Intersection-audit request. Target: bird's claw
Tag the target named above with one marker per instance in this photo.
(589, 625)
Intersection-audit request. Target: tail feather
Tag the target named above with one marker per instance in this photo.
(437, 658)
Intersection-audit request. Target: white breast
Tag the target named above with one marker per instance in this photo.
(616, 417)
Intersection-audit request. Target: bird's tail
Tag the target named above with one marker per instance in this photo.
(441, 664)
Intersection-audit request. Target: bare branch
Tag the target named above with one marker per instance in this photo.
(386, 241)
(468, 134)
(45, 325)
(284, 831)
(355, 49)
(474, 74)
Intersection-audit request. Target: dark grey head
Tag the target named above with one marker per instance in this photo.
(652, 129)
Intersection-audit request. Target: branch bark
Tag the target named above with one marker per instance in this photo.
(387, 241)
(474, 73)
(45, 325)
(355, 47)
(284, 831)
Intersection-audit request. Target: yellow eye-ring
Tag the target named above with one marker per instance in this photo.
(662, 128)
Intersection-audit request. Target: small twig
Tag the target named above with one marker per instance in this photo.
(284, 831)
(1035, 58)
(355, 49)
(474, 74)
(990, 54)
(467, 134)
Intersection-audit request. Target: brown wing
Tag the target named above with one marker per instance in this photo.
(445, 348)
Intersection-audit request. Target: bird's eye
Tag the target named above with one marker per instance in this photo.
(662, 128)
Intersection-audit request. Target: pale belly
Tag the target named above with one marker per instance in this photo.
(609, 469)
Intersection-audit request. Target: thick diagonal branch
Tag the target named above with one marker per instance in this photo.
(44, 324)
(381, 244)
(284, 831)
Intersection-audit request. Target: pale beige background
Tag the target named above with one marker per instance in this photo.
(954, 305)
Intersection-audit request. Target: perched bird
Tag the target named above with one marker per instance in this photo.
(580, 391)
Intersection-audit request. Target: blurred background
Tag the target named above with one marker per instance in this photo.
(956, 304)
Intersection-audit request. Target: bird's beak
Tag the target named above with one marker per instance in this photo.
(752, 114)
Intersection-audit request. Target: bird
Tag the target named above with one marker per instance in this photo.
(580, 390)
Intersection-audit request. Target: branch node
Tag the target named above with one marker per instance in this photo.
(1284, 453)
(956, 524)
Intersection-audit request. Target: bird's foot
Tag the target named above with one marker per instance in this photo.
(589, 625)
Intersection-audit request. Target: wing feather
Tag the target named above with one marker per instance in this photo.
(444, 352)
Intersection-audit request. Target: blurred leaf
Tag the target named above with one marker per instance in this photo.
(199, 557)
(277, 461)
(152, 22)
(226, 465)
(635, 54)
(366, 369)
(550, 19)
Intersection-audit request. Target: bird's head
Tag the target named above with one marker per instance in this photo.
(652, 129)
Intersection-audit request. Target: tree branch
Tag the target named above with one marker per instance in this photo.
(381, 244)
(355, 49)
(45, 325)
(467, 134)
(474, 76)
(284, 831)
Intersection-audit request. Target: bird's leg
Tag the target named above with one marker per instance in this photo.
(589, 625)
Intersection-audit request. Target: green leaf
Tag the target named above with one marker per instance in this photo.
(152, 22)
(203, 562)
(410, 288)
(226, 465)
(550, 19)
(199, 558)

- _Description of the task_: Write out exactly, please, the lines beginning at the start of the material and ending with the line that holds "Intersection-audit request. Target: pale beige", both included.

- _Result_:
Intersection-audit request. Target: bird's claw
Tag the target named above with one marker per instance in this photo.
(589, 625)
Intersection-audit request. Target: tail feather
Tag the target named above with one marker per instance in this photo.
(437, 658)
Intersection-audit request. Target: white breast
Tag the target named above with one marker per instance in this photo.
(616, 417)
Intersection-audit request. Target: bird's tail
Tag the target named above with one marker per instance in this photo.
(441, 664)
Intersection-audit request. Target: bare branch
Tag the target named above with one marker per instance in this photo.
(386, 241)
(468, 134)
(45, 325)
(284, 831)
(355, 49)
(474, 74)
Intersection-audit request. Target: dark grey head
Tag the target named above with one marker per instance in this photo.
(652, 129)
Intersection-audit request. Target: branch bark
Tag the target named above with one marker per instance in this photo.
(387, 241)
(474, 73)
(45, 325)
(355, 47)
(284, 831)
Intersection-audit request. Target: yellow eye-ring
Tag the target named above with one marker per instance in this photo.
(662, 128)
Intersection-audit request. Target: small twig
Tag the target named above with one marker per instance in this photo.
(284, 831)
(1035, 58)
(355, 49)
(474, 74)
(990, 54)
(467, 134)
Intersection-audit request. Target: brown wing
Tag the target named above with one marker per instance in this photo.
(445, 348)
Intersection-audit request. Target: bird's eye
Tag the target named above with one marker per instance in this photo.
(662, 128)
Intersection-audit request. Target: pale belly
Tag the target named above with one marker per instance in this photo.
(609, 469)
Intersection-audit request. Target: thick diagonal branch
Tag the target named above with one marker per instance in this photo.
(44, 324)
(381, 244)
(284, 831)
Intersection-audit request. Target: pale beige background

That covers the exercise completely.